Take the line that has "Objective — indicate one point on every instance of the paved" in it and every line after it to the end of the entries, and reproduce them exactly.

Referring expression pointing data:
BEGIN

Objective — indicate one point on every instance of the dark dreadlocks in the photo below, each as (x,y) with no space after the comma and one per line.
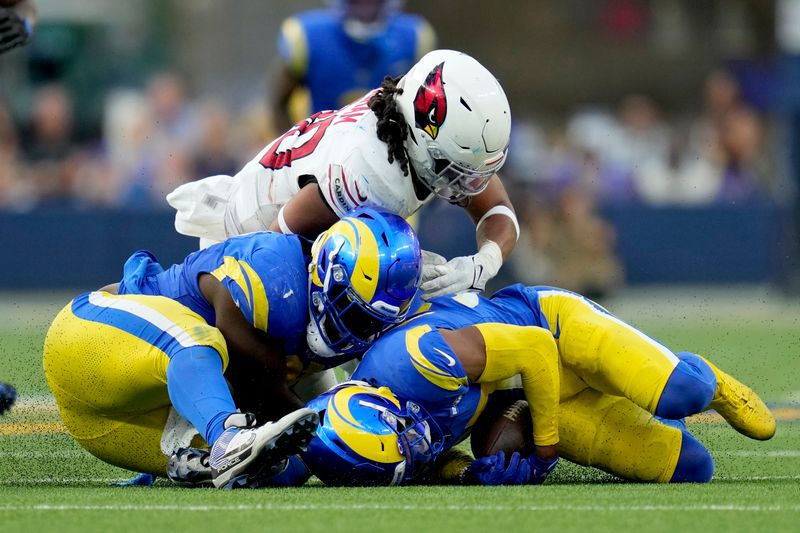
(392,127)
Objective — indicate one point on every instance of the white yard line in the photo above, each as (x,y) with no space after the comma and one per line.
(769,454)
(407,507)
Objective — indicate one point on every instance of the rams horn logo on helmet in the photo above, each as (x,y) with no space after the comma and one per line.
(430,106)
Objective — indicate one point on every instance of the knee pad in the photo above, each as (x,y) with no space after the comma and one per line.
(695,464)
(689,390)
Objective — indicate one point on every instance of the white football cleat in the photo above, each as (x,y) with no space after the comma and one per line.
(188,467)
(241,453)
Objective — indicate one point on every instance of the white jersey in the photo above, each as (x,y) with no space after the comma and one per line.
(339,149)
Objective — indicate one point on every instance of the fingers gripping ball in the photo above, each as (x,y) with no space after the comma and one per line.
(504,427)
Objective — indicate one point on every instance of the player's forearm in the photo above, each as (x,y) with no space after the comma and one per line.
(532,353)
(495,218)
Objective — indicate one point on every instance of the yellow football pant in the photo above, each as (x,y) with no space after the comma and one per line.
(110,384)
(604,353)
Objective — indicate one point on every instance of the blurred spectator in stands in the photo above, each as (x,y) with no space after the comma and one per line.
(598,161)
(568,245)
(175,120)
(14,194)
(49,148)
(213,154)
(338,54)
(725,143)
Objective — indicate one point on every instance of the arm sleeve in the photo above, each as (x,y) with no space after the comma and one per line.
(531,352)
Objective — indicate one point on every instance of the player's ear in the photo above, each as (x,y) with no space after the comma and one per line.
(469,347)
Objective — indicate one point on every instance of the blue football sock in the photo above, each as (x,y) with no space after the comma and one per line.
(198,390)
(695,464)
(689,390)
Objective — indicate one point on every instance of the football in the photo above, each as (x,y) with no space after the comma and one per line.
(503,426)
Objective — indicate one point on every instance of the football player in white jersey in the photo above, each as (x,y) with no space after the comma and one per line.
(442,129)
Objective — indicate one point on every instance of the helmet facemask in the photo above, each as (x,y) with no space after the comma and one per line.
(344,321)
(450,180)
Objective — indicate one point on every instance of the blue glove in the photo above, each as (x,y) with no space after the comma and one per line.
(492,470)
(540,468)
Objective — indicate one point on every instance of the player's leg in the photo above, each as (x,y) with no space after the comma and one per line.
(614,357)
(164,354)
(740,406)
(619,437)
(108,391)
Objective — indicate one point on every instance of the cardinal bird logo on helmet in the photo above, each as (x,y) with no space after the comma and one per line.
(430,105)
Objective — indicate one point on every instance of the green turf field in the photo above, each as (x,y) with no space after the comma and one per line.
(49,483)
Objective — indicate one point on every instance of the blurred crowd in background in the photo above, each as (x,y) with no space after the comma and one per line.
(157,131)
(159,137)
(152,141)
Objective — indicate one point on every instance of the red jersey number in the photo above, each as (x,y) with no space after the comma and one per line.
(316,123)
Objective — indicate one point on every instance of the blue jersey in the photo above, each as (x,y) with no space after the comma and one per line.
(415,362)
(337,69)
(265,273)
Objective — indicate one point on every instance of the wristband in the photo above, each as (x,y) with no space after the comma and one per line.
(499,210)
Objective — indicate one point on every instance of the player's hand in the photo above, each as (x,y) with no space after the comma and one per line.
(540,468)
(461,273)
(492,470)
(430,260)
(14,30)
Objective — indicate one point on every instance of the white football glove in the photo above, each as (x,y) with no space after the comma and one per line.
(430,260)
(460,273)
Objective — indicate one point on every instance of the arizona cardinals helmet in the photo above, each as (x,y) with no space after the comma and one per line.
(459,123)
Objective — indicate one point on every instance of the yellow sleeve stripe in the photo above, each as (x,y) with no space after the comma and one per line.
(295,37)
(230,269)
(260,301)
(428,370)
(252,287)
(426,39)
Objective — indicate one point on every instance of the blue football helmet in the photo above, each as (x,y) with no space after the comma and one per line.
(365,437)
(364,274)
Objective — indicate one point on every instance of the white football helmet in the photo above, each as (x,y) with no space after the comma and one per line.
(459,123)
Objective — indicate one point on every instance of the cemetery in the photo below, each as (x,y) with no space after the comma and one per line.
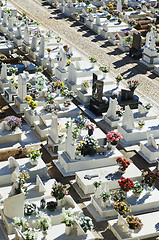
(79,120)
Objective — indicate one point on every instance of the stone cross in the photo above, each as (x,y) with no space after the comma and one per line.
(70,144)
(5,21)
(112,108)
(26,36)
(42,47)
(34,43)
(22,87)
(18,33)
(151,141)
(10,24)
(4,72)
(54,129)
(62,59)
(128,119)
(72,74)
(119,6)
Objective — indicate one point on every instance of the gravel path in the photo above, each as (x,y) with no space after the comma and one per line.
(92,45)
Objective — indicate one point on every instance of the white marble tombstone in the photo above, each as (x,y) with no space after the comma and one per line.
(10,24)
(151,141)
(26,36)
(54,129)
(34,43)
(18,33)
(119,6)
(112,108)
(4,72)
(5,21)
(42,47)
(22,87)
(62,59)
(72,74)
(70,144)
(128,119)
(14,206)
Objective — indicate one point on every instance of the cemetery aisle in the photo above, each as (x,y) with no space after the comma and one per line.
(88,43)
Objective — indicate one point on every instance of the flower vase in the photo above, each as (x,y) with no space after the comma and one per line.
(68,229)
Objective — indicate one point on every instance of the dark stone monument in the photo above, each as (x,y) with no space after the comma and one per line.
(97,104)
(128,98)
(135,50)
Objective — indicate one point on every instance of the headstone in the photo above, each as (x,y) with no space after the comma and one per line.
(4,71)
(42,47)
(72,74)
(12,162)
(119,6)
(151,141)
(62,59)
(14,206)
(10,23)
(70,144)
(26,36)
(34,43)
(22,87)
(128,119)
(54,129)
(18,33)
(40,184)
(5,21)
(112,108)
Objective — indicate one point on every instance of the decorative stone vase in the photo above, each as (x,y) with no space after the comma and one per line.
(68,229)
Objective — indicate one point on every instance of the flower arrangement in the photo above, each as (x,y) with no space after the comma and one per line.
(49,98)
(119,78)
(105,196)
(149,178)
(138,188)
(114,137)
(92,59)
(97,184)
(80,121)
(58,39)
(134,222)
(89,10)
(131,22)
(89,146)
(13,122)
(59,190)
(44,222)
(32,104)
(86,84)
(105,69)
(123,163)
(28,98)
(67,217)
(117,36)
(34,154)
(141,123)
(121,207)
(132,84)
(86,223)
(126,184)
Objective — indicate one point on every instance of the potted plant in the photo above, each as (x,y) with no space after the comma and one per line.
(134,222)
(138,188)
(123,164)
(86,223)
(13,122)
(113,138)
(68,218)
(104,197)
(126,184)
(34,155)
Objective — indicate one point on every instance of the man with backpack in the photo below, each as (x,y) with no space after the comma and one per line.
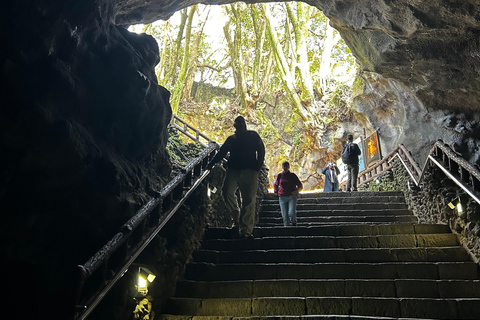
(350,154)
(246,156)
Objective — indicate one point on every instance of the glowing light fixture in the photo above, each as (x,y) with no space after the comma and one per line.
(456,204)
(144,277)
(459,207)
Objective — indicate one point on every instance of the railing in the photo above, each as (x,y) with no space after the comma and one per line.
(190,131)
(98,275)
(460,171)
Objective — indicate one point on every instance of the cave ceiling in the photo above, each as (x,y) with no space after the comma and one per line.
(433,47)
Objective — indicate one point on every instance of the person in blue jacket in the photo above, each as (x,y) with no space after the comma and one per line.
(331,173)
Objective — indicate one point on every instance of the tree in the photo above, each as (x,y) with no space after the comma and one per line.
(180,82)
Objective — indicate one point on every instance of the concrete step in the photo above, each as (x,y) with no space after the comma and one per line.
(338,213)
(461,308)
(391,288)
(333,255)
(345,242)
(304,317)
(356,217)
(201,271)
(333,230)
(341,200)
(302,206)
(343,195)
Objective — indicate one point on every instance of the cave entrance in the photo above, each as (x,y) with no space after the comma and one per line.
(281,65)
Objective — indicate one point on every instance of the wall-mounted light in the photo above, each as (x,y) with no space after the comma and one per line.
(456,204)
(459,207)
(144,277)
(210,190)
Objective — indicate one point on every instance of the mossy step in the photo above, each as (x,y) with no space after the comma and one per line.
(460,308)
(339,270)
(360,194)
(333,255)
(303,317)
(400,288)
(356,217)
(335,206)
(333,199)
(343,212)
(304,242)
(333,230)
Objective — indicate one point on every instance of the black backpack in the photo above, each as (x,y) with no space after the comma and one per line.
(349,154)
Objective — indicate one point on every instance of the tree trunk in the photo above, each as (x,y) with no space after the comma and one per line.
(180,82)
(288,80)
(192,68)
(325,67)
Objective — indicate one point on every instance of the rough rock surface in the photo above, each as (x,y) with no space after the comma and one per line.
(428,52)
(83,122)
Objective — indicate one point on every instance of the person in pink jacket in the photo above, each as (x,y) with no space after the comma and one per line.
(288,186)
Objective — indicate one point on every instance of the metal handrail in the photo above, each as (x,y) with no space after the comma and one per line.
(139,231)
(186,129)
(457,168)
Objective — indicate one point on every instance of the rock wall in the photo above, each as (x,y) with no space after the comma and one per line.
(83,121)
(82,132)
(430,203)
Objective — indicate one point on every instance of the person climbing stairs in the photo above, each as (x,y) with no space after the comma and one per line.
(356,255)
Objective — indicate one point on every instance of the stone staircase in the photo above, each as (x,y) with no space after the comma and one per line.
(357,255)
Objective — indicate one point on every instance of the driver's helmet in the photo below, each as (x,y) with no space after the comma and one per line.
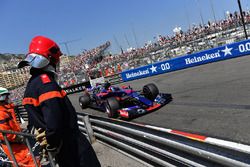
(4,94)
(106,85)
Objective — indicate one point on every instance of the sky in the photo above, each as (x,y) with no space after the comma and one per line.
(86,24)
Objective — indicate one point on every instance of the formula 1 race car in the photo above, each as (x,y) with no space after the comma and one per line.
(123,101)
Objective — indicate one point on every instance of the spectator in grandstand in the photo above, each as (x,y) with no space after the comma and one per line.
(8,121)
(50,110)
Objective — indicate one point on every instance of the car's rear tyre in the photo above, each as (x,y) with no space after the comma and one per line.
(84,100)
(111,107)
(150,91)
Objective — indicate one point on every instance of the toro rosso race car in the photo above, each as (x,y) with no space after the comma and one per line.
(123,101)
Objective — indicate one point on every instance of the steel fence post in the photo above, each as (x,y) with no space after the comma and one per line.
(89,129)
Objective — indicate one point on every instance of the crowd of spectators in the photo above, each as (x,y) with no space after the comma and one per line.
(232,20)
(95,62)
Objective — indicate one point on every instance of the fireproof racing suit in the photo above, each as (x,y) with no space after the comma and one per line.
(49,108)
(8,122)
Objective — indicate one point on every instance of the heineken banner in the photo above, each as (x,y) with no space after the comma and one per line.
(216,54)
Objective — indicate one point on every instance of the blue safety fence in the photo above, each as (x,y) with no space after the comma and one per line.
(208,56)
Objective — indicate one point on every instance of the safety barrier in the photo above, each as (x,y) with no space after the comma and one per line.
(77,88)
(159,147)
(216,54)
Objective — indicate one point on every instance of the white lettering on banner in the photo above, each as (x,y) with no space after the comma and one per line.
(165,66)
(202,58)
(136,74)
(244,47)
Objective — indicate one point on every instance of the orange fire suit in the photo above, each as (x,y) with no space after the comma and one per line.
(8,122)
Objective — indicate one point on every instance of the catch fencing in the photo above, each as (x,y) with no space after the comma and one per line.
(159,147)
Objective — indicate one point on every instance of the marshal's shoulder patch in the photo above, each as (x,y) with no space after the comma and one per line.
(45,78)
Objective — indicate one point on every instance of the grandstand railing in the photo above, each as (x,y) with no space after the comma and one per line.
(158,147)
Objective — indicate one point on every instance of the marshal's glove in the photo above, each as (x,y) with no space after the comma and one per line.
(41,137)
(18,139)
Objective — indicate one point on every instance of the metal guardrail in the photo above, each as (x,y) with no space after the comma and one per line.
(159,148)
(77,88)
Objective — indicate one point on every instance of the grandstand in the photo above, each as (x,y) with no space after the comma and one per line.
(97,62)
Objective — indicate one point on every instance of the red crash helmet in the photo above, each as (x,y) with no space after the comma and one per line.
(42,51)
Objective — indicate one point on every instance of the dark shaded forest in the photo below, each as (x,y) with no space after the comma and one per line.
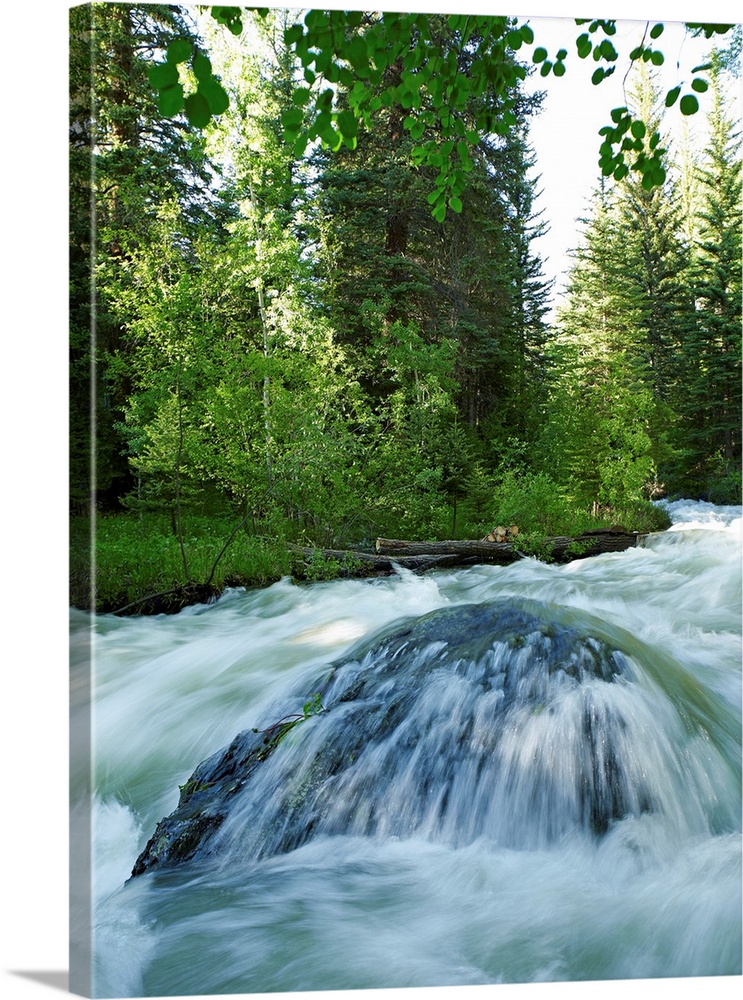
(272,345)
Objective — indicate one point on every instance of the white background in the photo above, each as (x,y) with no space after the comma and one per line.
(33,787)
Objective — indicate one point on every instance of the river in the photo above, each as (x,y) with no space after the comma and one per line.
(656,894)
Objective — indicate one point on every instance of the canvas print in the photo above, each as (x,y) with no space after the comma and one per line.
(405,492)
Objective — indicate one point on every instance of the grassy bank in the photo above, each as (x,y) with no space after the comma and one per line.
(139,554)
(136,555)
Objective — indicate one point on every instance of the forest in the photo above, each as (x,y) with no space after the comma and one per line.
(289,336)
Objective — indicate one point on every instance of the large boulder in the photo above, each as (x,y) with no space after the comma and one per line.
(505,720)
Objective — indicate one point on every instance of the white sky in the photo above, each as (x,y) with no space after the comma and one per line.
(565,135)
(34,510)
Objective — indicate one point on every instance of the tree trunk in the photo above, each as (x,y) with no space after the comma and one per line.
(559,548)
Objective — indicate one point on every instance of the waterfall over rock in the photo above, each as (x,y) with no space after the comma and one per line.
(506,720)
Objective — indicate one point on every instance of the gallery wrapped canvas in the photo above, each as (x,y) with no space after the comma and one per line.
(405,406)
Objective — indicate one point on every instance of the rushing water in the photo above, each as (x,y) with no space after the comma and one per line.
(510,886)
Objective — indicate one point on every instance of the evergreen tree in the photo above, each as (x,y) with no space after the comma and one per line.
(126,159)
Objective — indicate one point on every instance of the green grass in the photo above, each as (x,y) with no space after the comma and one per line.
(137,554)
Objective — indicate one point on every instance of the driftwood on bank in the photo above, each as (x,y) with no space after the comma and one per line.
(560,548)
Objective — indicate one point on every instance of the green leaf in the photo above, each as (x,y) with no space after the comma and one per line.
(215,94)
(197,110)
(293,34)
(607,50)
(179,50)
(672,96)
(584,45)
(347,125)
(292,117)
(170,100)
(163,75)
(439,212)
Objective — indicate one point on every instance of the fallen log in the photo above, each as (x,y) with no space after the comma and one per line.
(560,548)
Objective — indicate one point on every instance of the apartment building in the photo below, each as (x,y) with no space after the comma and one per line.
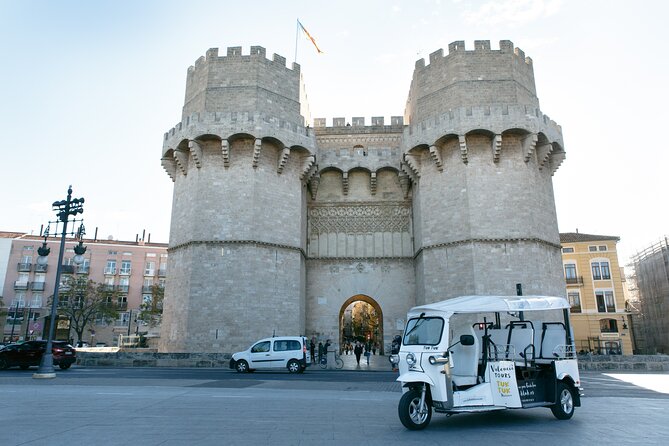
(131,268)
(595,290)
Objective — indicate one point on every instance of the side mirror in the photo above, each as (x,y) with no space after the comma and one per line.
(467,340)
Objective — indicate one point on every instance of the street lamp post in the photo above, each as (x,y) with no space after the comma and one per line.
(64,209)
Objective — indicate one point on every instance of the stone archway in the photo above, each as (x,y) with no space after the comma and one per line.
(360,316)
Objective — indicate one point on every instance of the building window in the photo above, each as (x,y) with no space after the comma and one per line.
(125,267)
(608,326)
(601,270)
(570,273)
(605,302)
(36,301)
(111,267)
(575,301)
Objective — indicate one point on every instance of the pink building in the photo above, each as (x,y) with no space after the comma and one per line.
(131,267)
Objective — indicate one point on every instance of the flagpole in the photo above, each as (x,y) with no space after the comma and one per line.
(297,32)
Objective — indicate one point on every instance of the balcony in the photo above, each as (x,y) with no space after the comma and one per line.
(574,280)
(20,285)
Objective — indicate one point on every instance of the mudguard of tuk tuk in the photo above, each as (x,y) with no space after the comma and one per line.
(569,380)
(414,377)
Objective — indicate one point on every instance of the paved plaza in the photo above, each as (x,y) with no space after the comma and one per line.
(104,406)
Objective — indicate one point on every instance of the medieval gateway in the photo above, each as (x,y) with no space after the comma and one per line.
(334,229)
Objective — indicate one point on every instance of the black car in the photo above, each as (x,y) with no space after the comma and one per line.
(30,353)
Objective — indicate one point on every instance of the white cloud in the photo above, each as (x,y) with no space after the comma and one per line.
(512,12)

END

- _RESULT FOR THIS TASK_
Objective — indicate one point on every instance of the paved plaza in the photo above, each as (x,y) with no space after the comma and one per line.
(104,406)
Objective — indicate one point on every instance of the medieval gateway in the photo above, each as (x,y) with no space after the comma and one per line.
(334,229)
Objective — indicate one point on every instance of the black car in the photo above, each as (x,y) with no space after the comma and one per line.
(30,353)
Objective — indicate one point on every instance of the white cloud in the photo above, each as (x,y) with no space after the comma and one per line.
(512,12)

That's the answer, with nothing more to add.